# WHAT YOU ARE ASKED TO DO
Check every line of the entries below for "holding", and copy the lines that have it.
------ RECORDS FOR THIS TASK
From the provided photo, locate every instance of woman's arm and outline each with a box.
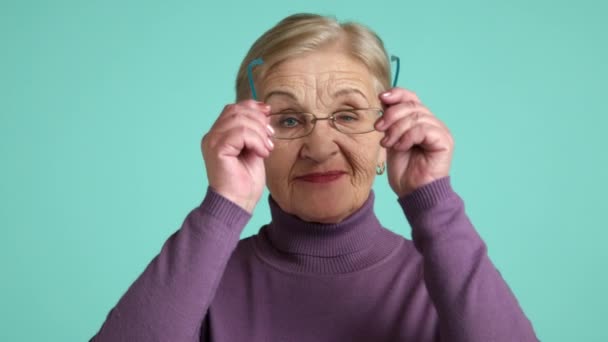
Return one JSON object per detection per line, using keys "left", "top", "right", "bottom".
{"left": 399, "top": 177, "right": 538, "bottom": 342}
{"left": 90, "top": 188, "right": 250, "bottom": 342}
{"left": 91, "top": 97, "right": 272, "bottom": 341}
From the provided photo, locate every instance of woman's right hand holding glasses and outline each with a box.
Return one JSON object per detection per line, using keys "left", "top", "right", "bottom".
{"left": 201, "top": 100, "right": 274, "bottom": 213}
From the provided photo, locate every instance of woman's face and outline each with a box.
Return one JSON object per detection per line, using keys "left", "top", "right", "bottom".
{"left": 259, "top": 48, "right": 385, "bottom": 223}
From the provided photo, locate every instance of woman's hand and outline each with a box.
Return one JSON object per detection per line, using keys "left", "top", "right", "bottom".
{"left": 375, "top": 88, "right": 454, "bottom": 197}
{"left": 201, "top": 100, "right": 274, "bottom": 213}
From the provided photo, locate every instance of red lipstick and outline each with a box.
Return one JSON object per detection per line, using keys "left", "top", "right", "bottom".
{"left": 295, "top": 171, "right": 346, "bottom": 183}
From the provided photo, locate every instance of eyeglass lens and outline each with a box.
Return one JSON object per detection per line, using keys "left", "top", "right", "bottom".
{"left": 268, "top": 109, "right": 381, "bottom": 139}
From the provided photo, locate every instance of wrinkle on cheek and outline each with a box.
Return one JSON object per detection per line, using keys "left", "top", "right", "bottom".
{"left": 340, "top": 145, "right": 376, "bottom": 214}
{"left": 342, "top": 146, "right": 375, "bottom": 188}
{"left": 266, "top": 140, "right": 301, "bottom": 197}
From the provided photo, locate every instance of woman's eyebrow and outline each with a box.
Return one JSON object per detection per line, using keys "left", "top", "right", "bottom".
{"left": 332, "top": 88, "right": 368, "bottom": 101}
{"left": 263, "top": 90, "right": 298, "bottom": 102}
{"left": 264, "top": 88, "right": 368, "bottom": 103}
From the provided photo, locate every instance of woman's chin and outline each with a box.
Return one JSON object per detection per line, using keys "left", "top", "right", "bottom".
{"left": 268, "top": 178, "right": 370, "bottom": 224}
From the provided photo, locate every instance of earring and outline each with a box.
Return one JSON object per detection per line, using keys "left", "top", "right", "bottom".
{"left": 376, "top": 161, "right": 386, "bottom": 175}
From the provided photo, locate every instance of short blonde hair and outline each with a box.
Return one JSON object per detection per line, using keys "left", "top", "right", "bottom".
{"left": 235, "top": 13, "right": 392, "bottom": 101}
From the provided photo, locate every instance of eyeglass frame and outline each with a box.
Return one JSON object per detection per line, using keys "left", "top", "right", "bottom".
{"left": 268, "top": 108, "right": 384, "bottom": 140}
{"left": 245, "top": 54, "right": 399, "bottom": 139}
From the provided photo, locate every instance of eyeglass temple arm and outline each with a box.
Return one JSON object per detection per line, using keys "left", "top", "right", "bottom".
{"left": 247, "top": 58, "right": 264, "bottom": 100}
{"left": 391, "top": 55, "right": 400, "bottom": 88}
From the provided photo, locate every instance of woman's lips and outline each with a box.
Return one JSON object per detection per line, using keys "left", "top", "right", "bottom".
{"left": 295, "top": 171, "right": 346, "bottom": 183}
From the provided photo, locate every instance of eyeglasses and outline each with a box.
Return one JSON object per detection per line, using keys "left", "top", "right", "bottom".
{"left": 245, "top": 55, "right": 399, "bottom": 139}
{"left": 269, "top": 108, "right": 383, "bottom": 140}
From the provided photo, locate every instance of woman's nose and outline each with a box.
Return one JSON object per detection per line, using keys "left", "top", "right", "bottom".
{"left": 299, "top": 119, "right": 339, "bottom": 162}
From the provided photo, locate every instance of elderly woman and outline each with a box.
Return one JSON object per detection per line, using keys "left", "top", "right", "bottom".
{"left": 92, "top": 13, "right": 538, "bottom": 342}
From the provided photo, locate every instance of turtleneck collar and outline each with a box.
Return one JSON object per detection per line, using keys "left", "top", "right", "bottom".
{"left": 253, "top": 191, "right": 403, "bottom": 274}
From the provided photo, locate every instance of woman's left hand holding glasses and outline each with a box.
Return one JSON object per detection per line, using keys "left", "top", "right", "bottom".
{"left": 375, "top": 87, "right": 455, "bottom": 198}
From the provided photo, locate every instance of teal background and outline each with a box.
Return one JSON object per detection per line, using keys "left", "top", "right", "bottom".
{"left": 1, "top": 0, "right": 606, "bottom": 341}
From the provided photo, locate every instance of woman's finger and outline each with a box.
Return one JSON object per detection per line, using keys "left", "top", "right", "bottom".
{"left": 238, "top": 99, "right": 272, "bottom": 114}
{"left": 216, "top": 108, "right": 275, "bottom": 140}
{"left": 208, "top": 115, "right": 273, "bottom": 149}
{"left": 216, "top": 125, "right": 273, "bottom": 159}
{"left": 376, "top": 102, "right": 433, "bottom": 131}
{"left": 391, "top": 123, "right": 451, "bottom": 153}
{"left": 218, "top": 103, "right": 272, "bottom": 133}
{"left": 381, "top": 111, "right": 437, "bottom": 148}
{"left": 378, "top": 87, "right": 423, "bottom": 106}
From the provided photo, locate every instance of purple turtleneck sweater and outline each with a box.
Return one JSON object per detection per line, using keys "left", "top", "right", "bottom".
{"left": 91, "top": 177, "right": 538, "bottom": 341}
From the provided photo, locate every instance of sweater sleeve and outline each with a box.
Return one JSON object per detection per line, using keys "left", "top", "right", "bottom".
{"left": 90, "top": 187, "right": 250, "bottom": 342}
{"left": 398, "top": 177, "right": 538, "bottom": 342}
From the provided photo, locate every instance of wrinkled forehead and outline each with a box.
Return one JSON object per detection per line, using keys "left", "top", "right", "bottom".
{"left": 258, "top": 52, "right": 378, "bottom": 106}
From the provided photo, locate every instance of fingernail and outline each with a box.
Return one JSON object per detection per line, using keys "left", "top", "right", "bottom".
{"left": 267, "top": 138, "right": 274, "bottom": 148}
{"left": 266, "top": 124, "right": 275, "bottom": 135}
{"left": 256, "top": 101, "right": 270, "bottom": 109}
{"left": 381, "top": 91, "right": 392, "bottom": 97}
{"left": 375, "top": 119, "right": 385, "bottom": 129}
{"left": 381, "top": 136, "right": 388, "bottom": 145}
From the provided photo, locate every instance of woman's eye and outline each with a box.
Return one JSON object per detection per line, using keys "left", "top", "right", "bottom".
{"left": 334, "top": 111, "right": 359, "bottom": 122}
{"left": 279, "top": 116, "right": 302, "bottom": 128}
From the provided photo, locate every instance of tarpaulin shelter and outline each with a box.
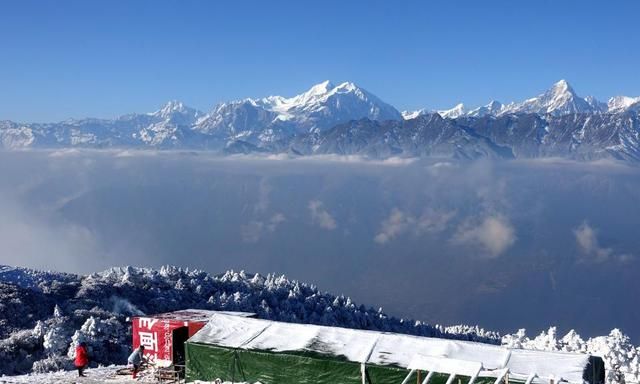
------------
# SOLUTION BELOW
From the provided photo, locate every instance of woman's right hand holding glasses and outline each with a box.
From the provided photo, locate every instance of woman's left hand holding glasses and outline each with a box.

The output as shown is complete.